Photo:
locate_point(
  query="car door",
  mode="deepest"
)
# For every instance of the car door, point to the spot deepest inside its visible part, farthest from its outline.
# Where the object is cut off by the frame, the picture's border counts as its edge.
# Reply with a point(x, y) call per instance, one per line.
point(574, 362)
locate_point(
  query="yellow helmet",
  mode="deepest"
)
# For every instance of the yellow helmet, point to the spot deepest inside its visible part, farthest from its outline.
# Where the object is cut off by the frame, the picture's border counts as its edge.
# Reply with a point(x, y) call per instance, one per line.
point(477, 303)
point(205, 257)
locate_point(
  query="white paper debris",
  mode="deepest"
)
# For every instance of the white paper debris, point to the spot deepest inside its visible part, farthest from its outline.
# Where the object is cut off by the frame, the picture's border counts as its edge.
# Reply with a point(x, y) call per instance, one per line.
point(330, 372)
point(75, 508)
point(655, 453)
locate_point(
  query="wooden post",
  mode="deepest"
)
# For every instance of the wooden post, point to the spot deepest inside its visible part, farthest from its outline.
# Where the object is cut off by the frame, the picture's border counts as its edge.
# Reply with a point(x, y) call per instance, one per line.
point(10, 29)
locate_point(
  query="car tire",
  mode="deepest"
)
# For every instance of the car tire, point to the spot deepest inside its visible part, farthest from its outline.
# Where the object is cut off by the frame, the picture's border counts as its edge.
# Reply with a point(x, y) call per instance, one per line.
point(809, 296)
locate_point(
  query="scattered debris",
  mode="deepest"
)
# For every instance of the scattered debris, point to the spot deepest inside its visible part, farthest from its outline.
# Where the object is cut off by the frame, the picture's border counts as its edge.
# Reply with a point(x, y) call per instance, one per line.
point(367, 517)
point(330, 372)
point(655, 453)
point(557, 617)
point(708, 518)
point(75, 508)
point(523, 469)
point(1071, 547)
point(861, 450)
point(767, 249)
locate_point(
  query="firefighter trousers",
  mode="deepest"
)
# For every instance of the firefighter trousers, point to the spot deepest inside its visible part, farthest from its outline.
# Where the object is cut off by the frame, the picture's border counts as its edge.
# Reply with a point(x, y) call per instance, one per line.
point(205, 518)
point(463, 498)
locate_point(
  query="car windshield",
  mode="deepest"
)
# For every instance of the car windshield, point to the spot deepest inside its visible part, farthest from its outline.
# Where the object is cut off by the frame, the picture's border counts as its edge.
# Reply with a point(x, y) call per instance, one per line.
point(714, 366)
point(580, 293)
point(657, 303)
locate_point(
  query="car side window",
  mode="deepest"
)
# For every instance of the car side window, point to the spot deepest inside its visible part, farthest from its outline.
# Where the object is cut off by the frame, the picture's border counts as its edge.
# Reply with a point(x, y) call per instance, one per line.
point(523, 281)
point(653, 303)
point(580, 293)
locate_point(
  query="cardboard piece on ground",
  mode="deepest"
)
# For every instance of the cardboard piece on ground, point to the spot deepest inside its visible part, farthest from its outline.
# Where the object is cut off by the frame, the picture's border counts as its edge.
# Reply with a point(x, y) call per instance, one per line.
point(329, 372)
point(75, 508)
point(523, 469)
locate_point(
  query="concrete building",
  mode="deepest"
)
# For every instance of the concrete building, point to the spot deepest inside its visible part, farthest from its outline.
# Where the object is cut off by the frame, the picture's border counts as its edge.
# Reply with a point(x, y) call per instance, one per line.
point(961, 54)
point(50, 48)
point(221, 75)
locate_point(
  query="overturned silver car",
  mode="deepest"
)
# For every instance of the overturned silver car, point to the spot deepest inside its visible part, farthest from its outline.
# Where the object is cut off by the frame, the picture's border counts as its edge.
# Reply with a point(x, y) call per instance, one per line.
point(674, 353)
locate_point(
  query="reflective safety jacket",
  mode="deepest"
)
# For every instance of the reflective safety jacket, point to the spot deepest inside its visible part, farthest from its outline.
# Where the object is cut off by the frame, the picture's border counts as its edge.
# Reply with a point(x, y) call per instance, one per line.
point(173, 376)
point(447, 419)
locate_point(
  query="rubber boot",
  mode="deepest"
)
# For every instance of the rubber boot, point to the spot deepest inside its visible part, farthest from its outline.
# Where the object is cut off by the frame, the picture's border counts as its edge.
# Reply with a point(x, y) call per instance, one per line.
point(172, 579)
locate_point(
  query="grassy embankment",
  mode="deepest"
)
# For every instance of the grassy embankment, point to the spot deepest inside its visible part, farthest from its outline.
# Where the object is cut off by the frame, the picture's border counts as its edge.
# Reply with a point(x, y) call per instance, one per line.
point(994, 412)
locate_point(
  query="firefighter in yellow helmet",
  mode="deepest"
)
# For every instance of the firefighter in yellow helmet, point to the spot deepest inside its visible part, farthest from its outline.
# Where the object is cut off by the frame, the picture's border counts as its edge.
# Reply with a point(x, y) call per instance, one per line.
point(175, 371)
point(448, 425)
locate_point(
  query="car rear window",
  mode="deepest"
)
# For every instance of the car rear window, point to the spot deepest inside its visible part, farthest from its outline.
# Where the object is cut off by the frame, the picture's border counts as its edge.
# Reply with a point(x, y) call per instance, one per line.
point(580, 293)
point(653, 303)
=======
◆ Problem description: Can you turn every line of the listing above into a numbered list, skipping any blank lines?

◆ Exercise solution:
1. Photo:
2. locate_point(
3.   query="car door",
4.   mode="deepest"
5. )
6. # For every instance of the car door, point to the spot deepest inside its visible part, farthest from its outline.
7. # Where the object is cut off by the frame, the picture's border counts as its edge.
8. # Reply with a point(x, y) call per instance, one per line.
9. point(574, 362)
10. locate_point(
11.   query="yellow helmet",
12.   mode="deepest"
13. )
14. # For every instance of the yellow helmet, point to the spot deepest inside its visible part, farthest from its outline.
15. # Where the object is cut off by the frame, the picture's border counts as its edge.
16. # Reply with a point(x, y) call per instance, one per line.
17. point(477, 303)
18. point(205, 257)
19. locate_point(
20.   query="white paper debris",
21.   mode="deepest"
22. )
23. # For every instance of the white paper debris, point to the spot deepest inside its visible part, farthest from its outline.
24. # Where the object is cut off by the frame, the picture's border counts as its edge.
25. # Reply with a point(x, y) call per instance, one per line.
26. point(330, 372)
27. point(75, 508)
28. point(655, 453)
29. locate_point(
30.   query="wooden post",
31.   mode="deepest"
32. )
33. # For every instance of the wooden post, point to the spot deepest inside its visible part, farthest from its outline.
34. # Where the object is cut off by the frame, the picture's border counts as its edge.
35. # Reply with a point(x, y) call per instance, one per line.
36. point(10, 29)
37. locate_point(
38.   query="car tire",
39.   mode="deepest"
40. )
41. # For every instance of the car tire, point to the spot deepest inside its visible part, farthest from its outline.
42. # Where the object is cut off by the frame, the picture's border counts as its edge.
43. # Reply with a point(x, y) call per instance, one per line.
44. point(809, 296)
45. locate_point(
46.   query="scattered debris",
47.   mode="deepest"
48. )
49. # For every instance of the scattered debris, point to the spot deepest inside its visible part, farthest from its outline.
50. # Where the object is cut off by the frame, the picture's border counts as its edge.
51. # Reply with a point(x, y) call per instance, one per line.
52. point(367, 517)
53. point(330, 372)
54. point(655, 453)
55. point(557, 617)
56. point(708, 518)
57. point(75, 508)
58. point(523, 469)
59. point(1071, 547)
60. point(861, 450)
61. point(767, 249)
62. locate_point(
63.   query="firefighter trousers",
64.   mode="deepest"
65. )
66. # For every instance of the firefighter trousers, point to the spot deepest inside its visible part, farthest from its outline.
67. # Where the object is cut off by the frame, the picture's border counts as its edge.
68. # Reply with a point(x, y) call per instance, one per line.
69. point(205, 518)
70. point(463, 498)
71. locate_point(
72.   query="car windshield",
73.   mode="deepest"
74. )
75. # For every instance of the car windshield, point to the spot deepest inside its visible part, farthest from its outline.
76. # Where the object is cut off by the frame, the picture's border counts as its edge.
77. # Reply with a point(x, y) call per instance, one per line.
78. point(714, 366)
79. point(580, 293)
80. point(657, 303)
81. locate_point(
82.   query="car side window",
83.   mode="deepest"
84. )
85. # For every instance of the car side window, point to the spot deepest inside its visible part, farthest from its outline.
86. # Where the object is cut off by the frame, the picture's border counts as its edge.
87. # Reply with a point(x, y) call per instance, one per line.
88. point(523, 281)
89. point(653, 303)
90. point(580, 293)
91. locate_point(
92.   query="cardboard piece on ground",
93.   mode="deepest"
94. )
95. # For every instance of the cardboard piece on ground, point to the spot deepest inside its visible part, farthest from its outline.
96. # Where the object is cut off by the frame, the picture's border counts as its edge.
97. # Reply with a point(x, y) call per instance, one per line.
98. point(329, 372)
99. point(75, 508)
100. point(523, 469)
101. locate_point(
102.   query="concrete building",
103.   mode="deepest"
104. )
105. # For every instance of the concrete building, point to the spot deepest inside its visible part, farthest from its outline.
106. # Where the object is cut off by the frame, the picture's border counts as its edge.
107. # Reply with a point(x, y) call per instance, one per line.
108. point(961, 54)
109. point(50, 48)
110. point(221, 75)
111. locate_point(
112.   query="overturned silver car",
113.   mode="deepest"
114. )
115. # For every instance of the overturned silver car, point to the spot deepest inside its visible part, farthest from its outline.
116. # Where the object is cut off by the frame, the picture's border counts as its edge.
117. # Reply with a point(x, y) call per instance, one per line.
118. point(674, 353)
119. locate_point(
120.   query="reflective safety jacket",
121.   mode="deepest"
122. )
123. # For every instance of the reflective safety jacket, point to the spot deepest inside its visible part, farthest from its outline.
124. # Where the object is cut off by the frame, the picture's border counts as its edge.
125. # Reply with a point(x, y) call per instance, one per line.
126. point(173, 376)
127. point(447, 419)
128. locate_point(
129.   query="rubber boot",
130.   mode="deepest"
131. )
132. # For every instance of the rubber boot, point to the spot deepest inside its visible part, farthest from its outline.
133. # Where the object is cut off by the frame, the picture's border counts as its edge.
134. # Reply with a point(x, y) call per instance, one per line.
135. point(172, 579)
136. locate_point(
137.   query="grassy embankment",
138.   mode="deepest"
139. )
140. # For every instance of the grassy embankment, point to the spot deepest inside its visible part, farthest from its outline.
141. # Where the object is cut off by the frame, the picture's border counts as its edge.
142. # Reply with a point(x, y) call per instance, one per line.
143. point(994, 412)
144. locate_point(
145.   query="firefighter in yellow helmet",
146.   mode="deepest"
147. )
148. # For every instance of the firefighter in yellow helmet, point to the spot deepest inside its visible part, farthest from its outline.
149. # Where the object is cut off by the frame, the picture's border counts as its edge.
150. # Reply with a point(x, y) call per instance, one per line.
151. point(175, 371)
152. point(448, 425)
153. locate_point(
154.   query="car rear window",
155.   mode="deepest"
156. )
157. # For every instance of the car rear window, point to the spot deepest inside its visible part, farthest from its outline.
158. # Where the object is cut off by the frame, the picture's border counts as its edge.
159. # Reply with a point(x, y) call per instance, one per line.
160. point(580, 293)
161. point(653, 303)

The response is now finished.